WORK ORDER :: Go to the line containing "Query: sneaker" in the records below and retype from there through the final line, exactly.

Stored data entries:
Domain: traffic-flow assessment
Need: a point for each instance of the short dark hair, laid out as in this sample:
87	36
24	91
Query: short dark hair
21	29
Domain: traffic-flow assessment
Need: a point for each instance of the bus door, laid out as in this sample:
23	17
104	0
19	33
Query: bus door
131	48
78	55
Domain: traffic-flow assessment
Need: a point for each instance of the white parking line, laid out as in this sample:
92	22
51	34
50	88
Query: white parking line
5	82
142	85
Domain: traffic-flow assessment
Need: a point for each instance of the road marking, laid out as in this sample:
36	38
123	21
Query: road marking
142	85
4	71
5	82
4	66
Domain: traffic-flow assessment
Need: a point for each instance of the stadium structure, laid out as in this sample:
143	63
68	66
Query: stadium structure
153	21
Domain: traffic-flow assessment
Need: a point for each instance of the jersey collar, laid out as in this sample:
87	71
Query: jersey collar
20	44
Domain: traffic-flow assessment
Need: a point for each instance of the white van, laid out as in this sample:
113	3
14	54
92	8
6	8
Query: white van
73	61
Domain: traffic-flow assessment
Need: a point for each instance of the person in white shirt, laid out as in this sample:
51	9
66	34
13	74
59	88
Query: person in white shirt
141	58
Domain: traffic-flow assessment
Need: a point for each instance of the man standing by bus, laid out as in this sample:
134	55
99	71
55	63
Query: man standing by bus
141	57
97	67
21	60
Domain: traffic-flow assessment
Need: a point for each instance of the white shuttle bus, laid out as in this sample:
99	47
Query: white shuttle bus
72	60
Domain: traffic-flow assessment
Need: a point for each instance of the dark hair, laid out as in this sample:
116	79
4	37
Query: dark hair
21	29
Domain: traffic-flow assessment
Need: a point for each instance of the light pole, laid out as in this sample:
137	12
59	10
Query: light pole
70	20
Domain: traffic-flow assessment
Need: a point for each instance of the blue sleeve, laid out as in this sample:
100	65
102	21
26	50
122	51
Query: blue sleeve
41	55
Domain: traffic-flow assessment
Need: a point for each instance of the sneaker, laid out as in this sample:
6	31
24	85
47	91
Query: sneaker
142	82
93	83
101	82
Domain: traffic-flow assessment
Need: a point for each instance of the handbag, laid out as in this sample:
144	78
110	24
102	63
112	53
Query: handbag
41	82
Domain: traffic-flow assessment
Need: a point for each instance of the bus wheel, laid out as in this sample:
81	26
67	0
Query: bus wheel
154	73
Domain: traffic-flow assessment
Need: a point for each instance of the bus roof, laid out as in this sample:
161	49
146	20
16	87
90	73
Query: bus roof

EXPECTED ANSWER ::
Query: sneaker
142	82
93	83
101	82
Domain: traffic-flow assessment
Need: a point for each instance of the handbag, laid out as in this sample:
144	78
110	24
102	63
112	53
Query: handbag
41	82
Domain: traffic-flow assessment
Need: a point for each instance of the bus wheel, laid out as in this sample:
81	26
67	0
Query: bus wheel
154	73
Domain: traffic-flow assessment
Need: a point for each instance of the bus roof, laid out as in this sample:
161	49
146	20
16	87
90	73
Query: bus roof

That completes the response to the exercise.